INSTRUCTIONS FOR THE TASK: Repeat every one of the entries below word for word, without changing anything.

(Excerpts from a point labeling dataset)
==*==
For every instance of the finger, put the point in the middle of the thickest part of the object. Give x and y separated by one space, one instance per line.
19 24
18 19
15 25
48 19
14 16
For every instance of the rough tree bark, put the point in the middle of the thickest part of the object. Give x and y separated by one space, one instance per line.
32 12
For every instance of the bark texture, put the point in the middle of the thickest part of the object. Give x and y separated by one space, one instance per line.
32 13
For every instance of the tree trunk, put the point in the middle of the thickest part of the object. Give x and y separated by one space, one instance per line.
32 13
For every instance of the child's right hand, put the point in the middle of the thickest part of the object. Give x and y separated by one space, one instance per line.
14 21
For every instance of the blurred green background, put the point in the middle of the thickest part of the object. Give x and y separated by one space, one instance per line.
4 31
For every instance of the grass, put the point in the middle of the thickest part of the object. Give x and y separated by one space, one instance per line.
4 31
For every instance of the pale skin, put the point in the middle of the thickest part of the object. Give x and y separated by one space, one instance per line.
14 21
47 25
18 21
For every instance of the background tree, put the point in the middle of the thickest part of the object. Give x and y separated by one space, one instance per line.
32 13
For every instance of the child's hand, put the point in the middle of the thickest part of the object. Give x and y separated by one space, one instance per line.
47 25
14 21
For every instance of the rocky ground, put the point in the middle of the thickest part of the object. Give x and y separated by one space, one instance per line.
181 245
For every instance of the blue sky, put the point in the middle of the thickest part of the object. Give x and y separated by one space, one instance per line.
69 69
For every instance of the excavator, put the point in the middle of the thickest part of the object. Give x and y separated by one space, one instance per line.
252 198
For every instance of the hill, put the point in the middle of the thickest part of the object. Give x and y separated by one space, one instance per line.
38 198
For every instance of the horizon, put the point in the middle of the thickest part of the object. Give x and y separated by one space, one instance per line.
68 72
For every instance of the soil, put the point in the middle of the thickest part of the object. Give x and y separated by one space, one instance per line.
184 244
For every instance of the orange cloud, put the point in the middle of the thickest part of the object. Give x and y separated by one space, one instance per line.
==*==
REPLY TO THE TASK:
For every instance of the finger, put the point in the middle of the thickest part of the object. Give x and y separated by one space, one instance per line.
19 24
18 19
15 25
48 19
14 16
For every instance of the rough tree bark, put the point in the middle of the thickest part of the object. Give x and y separated by one space, one instance per line.
32 12
For every instance of the bark texture, put the point in the middle of the thickest part of the object. Give x and y separated by one space, one instance per line.
32 13
For every instance of the tree trunk, put the point in the middle of the thickest part of the object. Give x and y separated by one space, one instance per line.
32 13
For every instance of the child's right hand, put the point in the middle of the thickest part of the object. Give x and y separated by one space, one instance per line.
14 21
For every instance of the blurred green background, put the point in the middle of the thickest part of the object. Give x and y separated by one space, one instance per line.
4 31
For every instance of the grass, put the point in the middle of the thickest part of the object. Give x and y separated by one space, one instance per line.
4 31
For every instance of the pale skin, put the point in the middle of the thickest part of the object. Give x and y separated by one space, one instance per line.
14 21
47 25
18 21
For every instance of the background tree, put the point in the middle of the thickest part of the object. Give x and y separated by one space, one instance per line.
32 13
For every instance of the child's hand, put the point in the middle of the thickest part of the object. Give x and y separated by one space, one instance per line.
47 25
14 21
For every instance of the rocky ground, put the point in the middle of the thickest part of the object. Give x and y separated by one space, one instance per line.
181 245
For every instance of the blue sky, put the point in the middle of the thickest part of the object. Give x and y separated by one space, one instance per line.
69 69
For every instance of the excavator, put the point in the middle of the thickest part of the object. Give x and y separated by one space, one instance per line.
252 198
For every instance of the hill, put the point in the middle of the thickest part of the object. Give x and y separated by one space, one instance per line.
38 198
For every instance of the horizon, put the point in the middle of the thickest part of the object. Give x and y separated by one space, one instance per line.
68 72
For every instance of the soil, put the point in the middle of the thickest part of the object. Give x and y separated by one space, one instance per line.
184 244
For every instance of the orange cloud, put the point in the middle of the thickest part of the object. Give x and y separated by one space, one instance per line.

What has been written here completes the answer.